● Exercise description
Nothing may be left out, so copy every entry exactly.

(Dataset excerpts)
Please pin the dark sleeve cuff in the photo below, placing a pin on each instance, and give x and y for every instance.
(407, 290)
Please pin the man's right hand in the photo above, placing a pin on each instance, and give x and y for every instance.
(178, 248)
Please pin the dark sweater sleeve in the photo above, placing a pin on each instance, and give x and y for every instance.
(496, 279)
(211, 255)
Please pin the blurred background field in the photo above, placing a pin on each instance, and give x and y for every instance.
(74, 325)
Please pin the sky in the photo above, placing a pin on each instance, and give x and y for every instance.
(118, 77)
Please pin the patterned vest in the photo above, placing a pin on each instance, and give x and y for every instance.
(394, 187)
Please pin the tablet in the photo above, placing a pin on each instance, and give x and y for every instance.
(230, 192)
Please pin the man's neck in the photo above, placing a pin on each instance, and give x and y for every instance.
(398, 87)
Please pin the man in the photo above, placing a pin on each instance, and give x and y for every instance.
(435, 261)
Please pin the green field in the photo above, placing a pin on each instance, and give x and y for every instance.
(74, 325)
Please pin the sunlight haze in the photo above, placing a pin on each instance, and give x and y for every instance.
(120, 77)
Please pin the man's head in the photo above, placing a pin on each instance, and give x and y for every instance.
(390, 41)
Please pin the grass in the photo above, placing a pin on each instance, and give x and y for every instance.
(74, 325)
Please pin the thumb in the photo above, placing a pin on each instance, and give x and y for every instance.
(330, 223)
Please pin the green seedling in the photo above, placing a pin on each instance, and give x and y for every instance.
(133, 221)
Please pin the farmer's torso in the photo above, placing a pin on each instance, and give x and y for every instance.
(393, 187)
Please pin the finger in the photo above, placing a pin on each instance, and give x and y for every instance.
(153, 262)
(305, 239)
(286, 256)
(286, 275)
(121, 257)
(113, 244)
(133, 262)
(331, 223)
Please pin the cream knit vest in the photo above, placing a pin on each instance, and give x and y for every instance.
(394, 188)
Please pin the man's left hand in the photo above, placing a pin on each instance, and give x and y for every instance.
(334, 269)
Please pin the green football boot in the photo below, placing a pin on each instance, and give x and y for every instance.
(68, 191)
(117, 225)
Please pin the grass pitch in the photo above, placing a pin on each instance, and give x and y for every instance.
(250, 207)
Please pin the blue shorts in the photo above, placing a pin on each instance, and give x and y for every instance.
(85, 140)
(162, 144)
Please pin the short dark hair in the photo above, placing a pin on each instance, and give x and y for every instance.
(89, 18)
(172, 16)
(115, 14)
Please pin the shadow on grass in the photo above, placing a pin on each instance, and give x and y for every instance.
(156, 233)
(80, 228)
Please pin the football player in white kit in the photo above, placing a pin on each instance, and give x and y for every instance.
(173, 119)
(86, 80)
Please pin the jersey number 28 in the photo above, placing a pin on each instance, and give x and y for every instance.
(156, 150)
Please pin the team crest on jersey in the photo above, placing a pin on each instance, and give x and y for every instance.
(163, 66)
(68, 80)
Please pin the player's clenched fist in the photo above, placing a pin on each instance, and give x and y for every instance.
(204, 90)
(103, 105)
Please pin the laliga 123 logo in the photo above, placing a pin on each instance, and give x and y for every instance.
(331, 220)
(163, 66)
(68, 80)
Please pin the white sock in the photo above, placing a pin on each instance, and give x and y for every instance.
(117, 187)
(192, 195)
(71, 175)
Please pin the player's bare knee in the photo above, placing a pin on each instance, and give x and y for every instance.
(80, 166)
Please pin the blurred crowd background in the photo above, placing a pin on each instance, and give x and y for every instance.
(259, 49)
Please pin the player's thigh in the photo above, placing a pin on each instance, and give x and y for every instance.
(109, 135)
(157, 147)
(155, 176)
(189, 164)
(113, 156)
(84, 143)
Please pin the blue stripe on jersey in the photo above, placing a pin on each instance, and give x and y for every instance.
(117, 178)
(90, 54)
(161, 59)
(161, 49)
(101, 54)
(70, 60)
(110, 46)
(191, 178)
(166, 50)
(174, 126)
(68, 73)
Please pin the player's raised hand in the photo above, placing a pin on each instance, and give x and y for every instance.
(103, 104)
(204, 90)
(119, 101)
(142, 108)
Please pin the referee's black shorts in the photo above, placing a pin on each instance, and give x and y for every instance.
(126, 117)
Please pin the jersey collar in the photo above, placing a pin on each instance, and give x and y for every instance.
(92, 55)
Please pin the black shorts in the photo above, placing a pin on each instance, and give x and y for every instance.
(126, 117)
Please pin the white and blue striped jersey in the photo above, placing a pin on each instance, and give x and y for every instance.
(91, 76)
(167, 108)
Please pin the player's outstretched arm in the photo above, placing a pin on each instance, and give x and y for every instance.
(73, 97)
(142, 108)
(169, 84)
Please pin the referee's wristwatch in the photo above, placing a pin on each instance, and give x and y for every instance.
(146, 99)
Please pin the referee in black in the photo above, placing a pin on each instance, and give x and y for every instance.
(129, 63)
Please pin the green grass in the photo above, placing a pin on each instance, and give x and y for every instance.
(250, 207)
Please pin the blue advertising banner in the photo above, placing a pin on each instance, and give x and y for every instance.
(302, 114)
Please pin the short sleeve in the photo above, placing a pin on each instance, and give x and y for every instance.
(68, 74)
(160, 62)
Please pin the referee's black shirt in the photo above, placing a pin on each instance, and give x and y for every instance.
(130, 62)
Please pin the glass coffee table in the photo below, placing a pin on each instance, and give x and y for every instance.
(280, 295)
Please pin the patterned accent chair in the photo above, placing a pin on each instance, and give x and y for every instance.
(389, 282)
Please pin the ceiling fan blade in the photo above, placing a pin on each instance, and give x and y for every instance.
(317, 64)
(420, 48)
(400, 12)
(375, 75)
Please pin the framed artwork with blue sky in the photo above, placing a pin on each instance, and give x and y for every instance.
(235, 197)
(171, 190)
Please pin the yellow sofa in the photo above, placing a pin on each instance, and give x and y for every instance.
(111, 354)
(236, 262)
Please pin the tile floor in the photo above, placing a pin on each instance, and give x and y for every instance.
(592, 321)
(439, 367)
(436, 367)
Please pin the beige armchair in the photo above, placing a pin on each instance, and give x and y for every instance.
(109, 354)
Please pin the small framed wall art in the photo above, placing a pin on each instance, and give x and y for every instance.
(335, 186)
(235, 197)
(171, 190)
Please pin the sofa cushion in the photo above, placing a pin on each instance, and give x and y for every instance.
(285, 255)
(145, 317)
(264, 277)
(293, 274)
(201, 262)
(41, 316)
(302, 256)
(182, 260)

● Expected output
Please pin the dark sleeve cuff in the photo below, placing a pin on each instance, and give x and y for every instance.
(407, 290)
Please pin the man's right hand in the photo above, placing a pin on each instance, and give x and y for every instance.
(178, 248)
Please pin the dark sweater sleeve in the photo above, placing a pin on each instance, and give x and y for every instance.
(496, 279)
(211, 255)
Please pin the blurred background field in the photo above, placing a pin on each instance, and give x and y for every instance.
(74, 325)
Please pin the sky in the photo above, placing a pin on each instance, and give x and y for every instance.
(118, 77)
Please pin the patterned vest in the photo above, placing a pin on each instance, and give x and y for every instance.
(394, 187)
Please pin the tablet in the photo above, placing a pin on each instance, and give x and y for every instance.
(230, 192)
Please pin the man's neck in the photo above, placing a pin on each instance, and give x and y for every instance.
(398, 87)
Please pin the man in the photo above, placing a pin on each instance, and give x and y for every instance.
(435, 261)
Please pin the green field in the photo above, placing a pin on each instance, and give x and y for every instance.
(74, 325)
Please pin the sunlight haze in the photo above, placing a pin on each instance, and give x and y for every instance.
(120, 77)
Please pin the man's head in the photo above, placing a pin on each instance, and give x and y for every instance.
(390, 41)
Please pin the grass in the photo above, placing a pin on each instance, and give x and y for every instance.
(74, 325)
Please pin the thumb in the photo above, placing a pin on each instance, and give x and y for every instance.
(330, 223)
Please pin the green seedling in the photo above, placing a pin on each instance, and give x and y for every instance.
(133, 221)
Please pin the farmer's torso in the photo above, placing a pin on each instance, and give x and y for every instance.
(393, 187)
Please pin the finger in the photo above, placing a pin on each instance, and give x and y for every instance.
(153, 262)
(305, 239)
(286, 256)
(286, 275)
(121, 257)
(113, 244)
(133, 262)
(331, 223)
Please pin the cream knit vest in the photo above, placing a pin on each instance, and give x and y for every instance.
(394, 188)
Please pin the man's left hand in the photo above, placing a pin on each instance, and give x and y for every instance.
(334, 269)
Please pin the green football boot in the photo below, placing a pin on each instance, and give x and y for every instance.
(68, 191)
(117, 225)
Please pin the grass pitch in the photo above, placing a pin on each instance, and give x and y for every instance.
(250, 207)
Please pin the blue shorts in the photo above, placing a pin on each instance, and give x and y for every instance.
(85, 140)
(162, 144)
Please pin the short dark hair in the photo above, placing a pin on each instance, and give x and y for every instance.
(89, 18)
(172, 16)
(115, 14)
Please pin the shadow on grass in the photo above, placing a pin on each instance, and give x and y for every instance.
(156, 233)
(80, 228)
Please pin the football player in white kit in the photo above, placing a pin on each instance, and give x and y for every instance.
(173, 119)
(86, 80)
Please pin the jersey number 28 in the photo above, placing a pin on each instance, and give x and y for every instance.
(156, 150)
Please pin the team crest on jersey in the photo above, placing a pin on each instance, and give x and y for every instance.
(163, 66)
(68, 80)
Please pin the player's clenched fist in the photo above, placing a pin on each instance, and give x and y for every instance.
(204, 90)
(103, 105)
Please pin the laliga 123 logo in the photo above, placing a pin on each instance, and give x and y for every instance.
(331, 220)
(163, 66)
(68, 80)
Please pin the white sock in the photo above, placing a pin on each instance, and give x and y for every instance.
(117, 187)
(192, 195)
(71, 175)
Please pin the player's bare knee in the photo above, placing a pin on each instance, and give x and y for every instance.
(80, 166)
Please pin the blurred crowd background in the photo above, placing a pin on each instance, and give x and y for every instance.
(259, 49)
Please pin the player's thigh in the photo above, placing a pin on each instance, and give x and y for every instance.
(109, 135)
(157, 147)
(155, 176)
(189, 164)
(113, 156)
(84, 143)
Please pin the blue stripe on jersey in the photo above, placing a pin on each instance, and give x and y for every instance.
(117, 178)
(90, 54)
(161, 59)
(161, 49)
(101, 54)
(70, 60)
(110, 46)
(191, 178)
(166, 50)
(174, 126)
(68, 73)
Please pin the player's raised hand in the photo above, placing a pin on each instance, and give x and y for every instance.
(103, 104)
(204, 90)
(119, 101)
(142, 108)
Please pin the referee's black shorts in the photo above, placing a pin on each instance, and give x and y for every instance.
(126, 117)
Please pin the jersey collar in the photo above, placing a pin on each instance, and give x and y for every instance.
(92, 55)
Please pin the black shorts in the photo above, placing a pin on each instance, and give x and y for every instance.
(126, 117)
Please pin the white and blue striped jersey in the photo above, placing a pin on each instance, and give x and y for every instance.
(91, 76)
(167, 108)
Please pin the player's outstretched arm in the photo above, placing a pin on each instance, and give x and y for every instance.
(73, 97)
(142, 108)
(169, 84)
Please pin the referee's wristwatch in the photo above, placing a pin on each instance, and give x and y for every instance.
(146, 99)
Please pin the referee in black in the photo above, placing a pin on each instance, and give x and y for every instance.
(129, 63)
Please pin the green grass in the photo above, placing a pin on each instance, and give x and y for every instance.
(250, 207)
Please pin the blue advertising banner in the photo above, placing a pin on each instance, and give x and y for every instance.
(302, 114)
Please pin the short sleeve in the photo above, placing a pin on each instance, and give x and y for every instance.
(68, 74)
(160, 62)
Please pin the referee's black shirt in the photo above, placing a pin on each instance, and give x and y for every instance.
(130, 62)
Please pin the glass coffee table in the photo below, placing a pin on each instance, and give x and y for every instance.
(280, 295)
Please pin the patterned accent chair in the photo above, placing a pin on each instance, and give x and y for every instance.
(389, 282)
Please pin the ceiling fan blade in the photo above, placing a pin on each instance, and give x and y for every instance.
(317, 64)
(420, 48)
(400, 12)
(375, 75)
Please pin the framed artwork with blue sky in the photo above, placing a pin on each instance, and give x and y for every instance.
(235, 197)
(171, 190)
Please pin the yellow sofa in the photo above, placing a pin on each instance, and give x and y for every instance.
(111, 354)
(236, 262)
Please pin the tile floor in the photo above, placing a pin on each instance, and give x and y for every instance.
(592, 321)
(439, 367)
(436, 367)
Please pin the beige armchair in the photo above, placing a pin on each instance, and give x and y for every instance.
(109, 354)
Please pin the small framed wall art in the photo above, placing a pin on each instance, and give x and y for every instance.
(335, 186)
(235, 197)
(171, 190)
Please pin the sofa cushion in the photo above, placing a pin on each instance, and give x and y for every instance.
(285, 255)
(145, 317)
(264, 277)
(293, 274)
(201, 262)
(41, 316)
(302, 256)
(182, 260)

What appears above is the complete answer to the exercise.